I have a pronounced respect for the ITCZ. Been there by light twin and sailboat and there is little to compare with that kind of weather. It is very muggy, changeable and unpredictable. And wild !

The point of all this is: Did AE and FN get into a bout with the ITCZ that they couldn't handle? Were they tossed about and maybe damaged by embedded T-storms? One major hit from a big T-storm and it's all over. Did they choose to fly north to get out of the ITCZ? This could have put them into the Gilberts. How about Abemama Atoll? Or Tarawa? Or Makin? Saw a bunch of wrecked planes at Makin and Tarawa.

Alan - a no-number nothing

From Ric

We really haven't discussed the ITCZ as a possible factor in Earhart's flight. It may well have been the cause of the storm that turned back the PBY sent to help search for her, but that happened north of the equator.

Nothing in Earhart's transmissions to Itasca indicated that she was encountering bad weather. (A log entry referring to "overcast" was added later, apparently to bolster the theory that Noonan had not been able to take star sightings during the night.)

If Earhart came down anywhere in the Gilberts she managed to do it without attracting the attention of anyone on the badly overpopulated islands. The nature and strength of the transmissions received by Itasca seem to indicate that, weather problems or no, the flight arived in the vicinity of Howland pretty much on schedule.

LTM, Ric

Subject: Re: Weather--ITCZ a Factor?

● **Short exercise 1**: From the weather discussion, return everything from "We really haven't" down to "during the night.)", unchanged.
The rows that follow are unrelated to the weather discussion.

● **Raw records**:
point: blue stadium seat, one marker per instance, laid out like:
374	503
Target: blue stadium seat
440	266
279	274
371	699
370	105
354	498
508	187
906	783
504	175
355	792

● **Short exercise 2**: Retype all of the rows above, line for line, with no changes.

● **Correct response 1**:
We really haven't discussed the ITCZ as a possible factor in Earhart's flight. It may well have been the cause of the storm that turned back the PBY sent to help search for her, but that happened north of the equator.

Nothing in Earhart's transmissions to Itasca indicated that she was encountering bad weather. (A log entry referring to "overcast" was added later, apparently to bolster the theory that Noonan had not been able to take star sightings during the night.)

● **Correct response 2**:
point: blue stadium seat, one marker per instance, laid out like:
374	503
Target: blue stadium seat
440	266
279	274
371	699
370	105
354	498
508	187
906	783
504	175
355	792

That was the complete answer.